Member of parliament for Hohoe North constituency
- In office 7 January 1993 – 7 January 1997
- President: Jerry John Rawlings
- Succeeded by: Nathaniel Kwadzo Aduadjoe

Personal details
- Born: 14 July 1940 (age 85)
- Party: National Democratic Congress
- Alma mater: Seddoh Business Commercial College
- Occupation: Politician
- Profession: Entrepreneur

= Patience Pomary =

Ghanaian Politician

Patience Pomary (born 14 July 1940) is a Ghanaian politician and an entrepreneur. She served as a member of parliament for the Hohoe North constituency in the Volta Region of Ghana and the only female member of Parliament from the Volta region.

== Early life and education ==
Patience Pomary was born on 14 July 1940. She attended Seddoh Business Commercial College where she obtained a Diploma in English, Shorthand and Typing.

== Career ==
In the 1970s, Pomary moved to Hohoe as an employee of the Ghana Cocoa Marketing Board. Pomary is a former member of the first parliament of the fourth republic of Ghana from January 1993 to January 1997, She is an Entrepreneur.

[Excerpts of pointing data]
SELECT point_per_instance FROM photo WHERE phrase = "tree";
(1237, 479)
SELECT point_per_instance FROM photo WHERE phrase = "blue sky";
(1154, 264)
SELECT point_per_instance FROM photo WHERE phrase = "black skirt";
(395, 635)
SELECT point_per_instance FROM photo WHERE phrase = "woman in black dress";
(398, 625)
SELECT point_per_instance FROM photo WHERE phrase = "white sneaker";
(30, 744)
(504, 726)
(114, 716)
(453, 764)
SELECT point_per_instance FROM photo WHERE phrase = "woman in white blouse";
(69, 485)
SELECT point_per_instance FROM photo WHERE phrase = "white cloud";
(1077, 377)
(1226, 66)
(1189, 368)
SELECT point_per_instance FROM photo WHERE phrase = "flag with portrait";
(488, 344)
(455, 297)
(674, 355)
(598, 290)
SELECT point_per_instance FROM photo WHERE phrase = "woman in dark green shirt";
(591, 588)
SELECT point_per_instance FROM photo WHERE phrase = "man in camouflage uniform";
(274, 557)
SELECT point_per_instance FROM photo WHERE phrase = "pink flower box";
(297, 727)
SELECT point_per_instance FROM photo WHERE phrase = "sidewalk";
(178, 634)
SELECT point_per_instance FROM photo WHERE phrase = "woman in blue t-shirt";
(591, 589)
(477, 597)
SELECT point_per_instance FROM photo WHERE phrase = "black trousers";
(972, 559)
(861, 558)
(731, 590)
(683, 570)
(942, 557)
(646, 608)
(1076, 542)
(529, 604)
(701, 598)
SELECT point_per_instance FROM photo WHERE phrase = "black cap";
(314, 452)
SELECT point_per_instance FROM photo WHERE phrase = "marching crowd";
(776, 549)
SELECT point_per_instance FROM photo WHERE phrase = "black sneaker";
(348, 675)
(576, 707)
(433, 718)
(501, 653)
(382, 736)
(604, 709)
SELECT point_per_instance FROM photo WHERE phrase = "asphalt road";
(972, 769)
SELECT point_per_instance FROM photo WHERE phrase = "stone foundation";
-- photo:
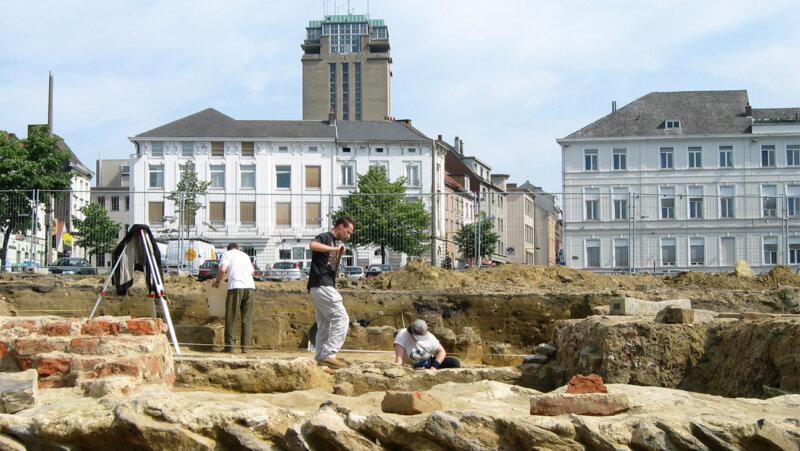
(98, 356)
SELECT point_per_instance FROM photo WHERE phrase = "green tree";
(465, 237)
(96, 231)
(34, 163)
(188, 198)
(384, 216)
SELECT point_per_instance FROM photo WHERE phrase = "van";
(190, 255)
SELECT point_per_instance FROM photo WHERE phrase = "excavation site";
(551, 358)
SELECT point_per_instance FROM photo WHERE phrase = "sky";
(507, 77)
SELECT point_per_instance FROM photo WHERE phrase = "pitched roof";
(210, 123)
(699, 113)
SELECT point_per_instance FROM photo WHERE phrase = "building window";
(767, 156)
(621, 254)
(695, 157)
(332, 89)
(696, 202)
(248, 149)
(668, 252)
(357, 74)
(283, 213)
(593, 253)
(770, 250)
(248, 175)
(620, 204)
(313, 214)
(794, 252)
(313, 180)
(620, 159)
(770, 200)
(156, 176)
(346, 175)
(793, 155)
(346, 91)
(283, 176)
(412, 174)
(247, 213)
(155, 212)
(157, 149)
(217, 176)
(590, 159)
(667, 203)
(216, 213)
(666, 158)
(726, 156)
(726, 202)
(592, 204)
(217, 149)
(793, 200)
(697, 252)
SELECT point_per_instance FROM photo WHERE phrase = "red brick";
(591, 383)
(24, 323)
(100, 327)
(143, 327)
(33, 346)
(60, 329)
(84, 345)
(50, 366)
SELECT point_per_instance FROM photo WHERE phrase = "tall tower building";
(346, 69)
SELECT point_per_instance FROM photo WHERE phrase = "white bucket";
(215, 298)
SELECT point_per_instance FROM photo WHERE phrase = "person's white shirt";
(417, 347)
(239, 269)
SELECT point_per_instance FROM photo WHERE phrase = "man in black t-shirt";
(332, 318)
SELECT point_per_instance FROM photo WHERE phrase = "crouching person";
(416, 346)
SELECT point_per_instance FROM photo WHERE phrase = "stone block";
(675, 315)
(594, 404)
(18, 391)
(544, 348)
(591, 383)
(633, 306)
(409, 403)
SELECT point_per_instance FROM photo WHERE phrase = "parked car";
(72, 265)
(354, 272)
(375, 270)
(208, 270)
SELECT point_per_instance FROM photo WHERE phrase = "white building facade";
(275, 183)
(683, 181)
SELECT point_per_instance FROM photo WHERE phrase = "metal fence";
(269, 227)
(669, 232)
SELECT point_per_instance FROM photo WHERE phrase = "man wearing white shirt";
(241, 294)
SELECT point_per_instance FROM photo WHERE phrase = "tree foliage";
(465, 237)
(96, 231)
(384, 216)
(188, 200)
(34, 163)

— INSTRUCTION —
Rewrite the Patience Pomary biography from "Patience Pomary (born" to "is an Entrepreneur.", putting "Certificate" in place of "Diploma".

— PROBLEM SOLUTION —
Patience Pomary (born 14 July 1940) is a Ghanaian politician and an entrepreneur. She served as a member of parliament for the Hohoe North constituency in the Volta Region of Ghana and the only female member of Parliament from the Volta region.

== Early life and education ==
Patience Pomary was born on 14 July 1940. She attended Seddoh Business Commercial College where she obtained a Certificate in English, Shorthand and Typing.

== Career ==
In the 1970s, Pomary moved to Hohoe as an employee of the Ghana Cocoa Marketing Board. Pomary is a former member of the first parliament of the fourth republic of Ghana from January 1993 to January 1997, She is an Entrepreneur.